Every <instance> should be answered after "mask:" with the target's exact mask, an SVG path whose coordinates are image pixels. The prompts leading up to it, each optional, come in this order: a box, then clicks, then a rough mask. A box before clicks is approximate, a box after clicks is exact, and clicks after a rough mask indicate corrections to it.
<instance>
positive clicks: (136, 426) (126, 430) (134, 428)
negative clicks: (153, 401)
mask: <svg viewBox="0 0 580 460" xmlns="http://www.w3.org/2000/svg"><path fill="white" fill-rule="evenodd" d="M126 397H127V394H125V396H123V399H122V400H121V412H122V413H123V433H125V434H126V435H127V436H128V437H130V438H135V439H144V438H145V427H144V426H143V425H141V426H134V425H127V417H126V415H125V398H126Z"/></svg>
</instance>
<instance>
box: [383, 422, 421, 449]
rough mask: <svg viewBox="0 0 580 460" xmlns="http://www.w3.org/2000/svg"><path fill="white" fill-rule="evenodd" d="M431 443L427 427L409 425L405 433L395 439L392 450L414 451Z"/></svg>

--

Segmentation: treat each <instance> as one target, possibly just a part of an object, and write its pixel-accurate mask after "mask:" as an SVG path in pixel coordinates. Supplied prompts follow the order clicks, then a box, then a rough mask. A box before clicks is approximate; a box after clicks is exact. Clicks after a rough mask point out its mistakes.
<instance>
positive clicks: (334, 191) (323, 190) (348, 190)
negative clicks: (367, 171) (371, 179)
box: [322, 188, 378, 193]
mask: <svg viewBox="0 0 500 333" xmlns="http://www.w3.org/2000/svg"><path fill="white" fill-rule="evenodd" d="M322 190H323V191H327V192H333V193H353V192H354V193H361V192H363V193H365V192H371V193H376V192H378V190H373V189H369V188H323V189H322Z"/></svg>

...

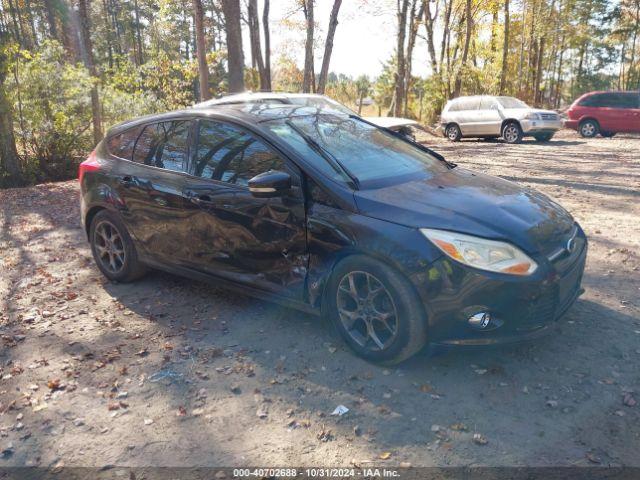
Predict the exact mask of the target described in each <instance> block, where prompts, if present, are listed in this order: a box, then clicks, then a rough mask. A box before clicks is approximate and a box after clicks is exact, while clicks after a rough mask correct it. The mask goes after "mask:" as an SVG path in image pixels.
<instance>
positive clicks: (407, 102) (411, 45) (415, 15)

# Assignment
What belongs in the answer is each line of the data that has the word "positive".

# Task result
positive clicks: (136, 426) (126, 430) (134, 428)
positive clicks: (334, 191) (323, 190) (348, 190)
positive clicks: (407, 102) (411, 45) (415, 15)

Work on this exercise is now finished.